Passage provided:
* * * *

The NSA has already lost any creditability it had. It could have just come out and said yeah, we do these things but due to National Security we can only talk about it to approved personnel and then made sure the unrestricted data got spread out. By this time it would have all blown over with just a few humps and bumps.

Instead they chose to lie, to misdirect and obfuscate, and trying to slide out of it waiting for it to all die down. They were caught in the lies with more Snowden revelations. They wasted whatever good will they might have had. Now there is nothing they say I will believe. Face it, it’s worse than we’ve been told as Gellman, Greenwald and Poitras have made it very plain they are not releasing it all due to serious consequences to people on the ground (agents) that could be named. The NSA and the GCHQ are given a chance before these articles go out to stop them. That we don’t want them going out, isn’t a valid reason.

There is no oversight. None whatever when the Oversite Committee can be lied to. There is no whistle blower protections as we have seen time and again with spy trials over whistle blowing. There is no reign in, no check, no amount of money they won’t spend to get what they want. Given that you would now like me to believe that all this data collection won’t be used to move judges and congress critters to favor them? I don’t buy that for a moment but as a speculation it would explain why Obama as a senator was against this type of spying but as president can’t back it enough.

No feel good pull back on the NSA will satisfy the public, the major corporations, nor the global community such as Obama is sure to present. It will have to be real and honest change. Election season is coming and some politicians are fixing to feel the heat over it.

Trevor (profile) says:

What if...

What if Google charged an extremely steep price (like, say, $200,000) per request?

They can argue that the cost includes loss of investor opportunities and trust, and loss of potential contracts because their reputation took the hit (Much like Boeing losing out on a 7 Billion dollar contract…), and the price would be hard to justify asking for hundreds of thousands of records?

Also, Google (being not evil and all) could give that money to charity, or the ACLU, or the EFF and make a big deal about it in the press, so the government backs off.

Or would that reveal the number of requests they got if they revealed how much they charged/received?

out_of_the_blue says:

The incremental cost or profit for Google is near zero.

And that “Google doesn’t charge the government” is COMPLETE DIVERSION! Takes focus off FACT that Google is providing the information to useless discussion of whether or not charging is the right approach! SHEER CORPORATIST PR BALONEY!

GOOLE IS MAKING PROFITS OFF VIOLATING OUR PRIVACY! Every day, every second, EVERY WAY IT CAN! That’s it’s central “business model!”


The Google-Borg. Your privacy becomes our profit.

11:11:57[m-122-3]

krolork (profile) says:

In a couple of years, the internet will be more secure. The NSA doesn’t realize that they started the beginning of their end.

Look back at Mega Upload. Did they raid him using illegal means? Probably. So Kim Dotcom made a new service better and more secure. Truecrypt had a crowd finding campaign to audit the program and verify it is all good.

This will only push the Internet into its next version. A more secure version. And in excited.

* * * *

Coordinate annotation data
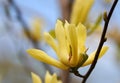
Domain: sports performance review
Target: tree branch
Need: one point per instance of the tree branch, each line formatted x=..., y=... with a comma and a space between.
x=103, y=39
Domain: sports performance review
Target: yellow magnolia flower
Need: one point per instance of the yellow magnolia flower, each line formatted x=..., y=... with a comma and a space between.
x=80, y=11
x=36, y=30
x=48, y=78
x=69, y=47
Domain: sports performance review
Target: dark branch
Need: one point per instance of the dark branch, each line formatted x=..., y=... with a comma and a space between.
x=26, y=29
x=103, y=39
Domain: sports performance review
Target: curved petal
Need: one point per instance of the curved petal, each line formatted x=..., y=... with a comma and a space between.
x=76, y=12
x=42, y=56
x=50, y=40
x=54, y=78
x=92, y=55
x=74, y=45
x=62, y=42
x=87, y=4
x=48, y=77
x=36, y=78
x=82, y=34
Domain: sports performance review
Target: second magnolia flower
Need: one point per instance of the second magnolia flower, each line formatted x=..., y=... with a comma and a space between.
x=69, y=47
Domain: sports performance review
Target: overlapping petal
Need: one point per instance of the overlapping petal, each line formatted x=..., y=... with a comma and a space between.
x=92, y=55
x=42, y=56
x=35, y=78
x=62, y=43
x=80, y=11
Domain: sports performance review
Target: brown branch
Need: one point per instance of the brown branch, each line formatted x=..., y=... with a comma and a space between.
x=66, y=8
x=26, y=30
x=103, y=39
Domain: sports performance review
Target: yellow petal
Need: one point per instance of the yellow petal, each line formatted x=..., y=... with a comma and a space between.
x=54, y=78
x=87, y=4
x=80, y=10
x=81, y=33
x=76, y=12
x=49, y=39
x=48, y=77
x=42, y=56
x=36, y=32
x=62, y=42
x=74, y=45
x=36, y=78
x=92, y=55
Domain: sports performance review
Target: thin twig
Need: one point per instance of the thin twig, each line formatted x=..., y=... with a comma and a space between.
x=26, y=29
x=66, y=7
x=103, y=39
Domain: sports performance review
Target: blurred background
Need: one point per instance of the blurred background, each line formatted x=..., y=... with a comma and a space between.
x=22, y=24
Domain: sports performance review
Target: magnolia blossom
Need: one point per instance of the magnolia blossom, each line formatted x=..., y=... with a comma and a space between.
x=48, y=78
x=69, y=46
x=80, y=11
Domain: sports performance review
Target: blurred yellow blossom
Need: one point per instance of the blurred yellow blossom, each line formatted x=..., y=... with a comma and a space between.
x=48, y=78
x=36, y=30
x=69, y=47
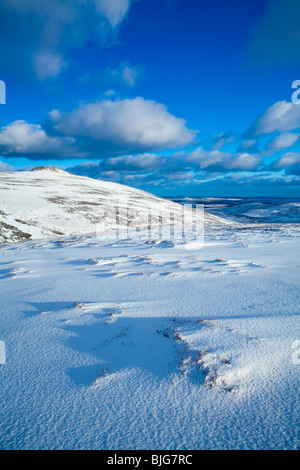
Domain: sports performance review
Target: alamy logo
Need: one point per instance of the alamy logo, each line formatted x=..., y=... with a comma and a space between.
x=2, y=92
x=295, y=95
x=2, y=353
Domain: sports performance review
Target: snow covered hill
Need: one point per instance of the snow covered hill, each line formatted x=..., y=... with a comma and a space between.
x=48, y=202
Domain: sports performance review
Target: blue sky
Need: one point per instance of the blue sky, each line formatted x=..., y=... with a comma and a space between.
x=177, y=97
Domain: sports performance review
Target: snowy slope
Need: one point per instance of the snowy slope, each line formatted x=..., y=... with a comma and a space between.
x=50, y=202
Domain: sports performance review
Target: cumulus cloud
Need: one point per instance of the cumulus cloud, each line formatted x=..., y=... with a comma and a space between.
x=290, y=162
x=282, y=116
x=128, y=124
x=47, y=30
x=283, y=141
x=114, y=10
x=219, y=140
x=23, y=139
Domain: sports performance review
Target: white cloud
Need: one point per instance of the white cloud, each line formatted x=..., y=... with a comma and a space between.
x=283, y=141
x=47, y=65
x=21, y=138
x=48, y=29
x=114, y=10
x=287, y=160
x=282, y=116
x=128, y=124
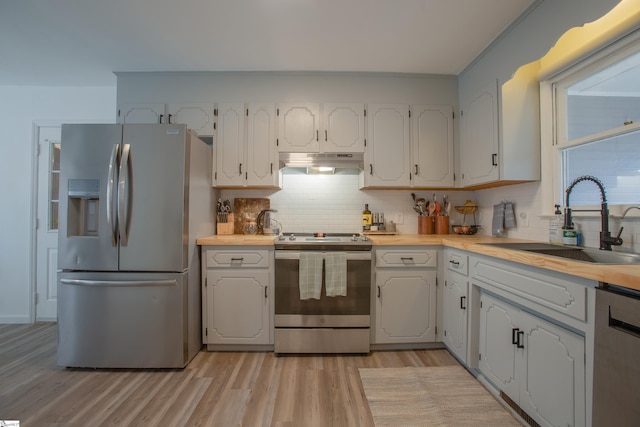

* * * *

Stated problem 1:
In the comment thread, why does the first commenter say there is nothing the NSA says that they will believe? Answer in one to three sentences.
Stated problem 2:
Answer these questions from the comment thread:
(a) What price per request does Trevor suggest Google could charge?
(b) According to out_of_the_blue, what is Google's incremental cost or profit?
(c) Which three people are said to be withholding some material because of serious consequences to agents who could be named?
The data is unrelated to the comment thread.

Task answer 1:
The NSA chose to lie, misdirect and obfuscate instead of admitting what it did, and further Snowden revelations caught it in those lies. By doing so, it wasted whatever good will it might have had.

Task answer 2:
(a) An extremely steep price, such as $200,000 per request.
(b) Near zero.
(c) Gellman, Greenwald and Poitras.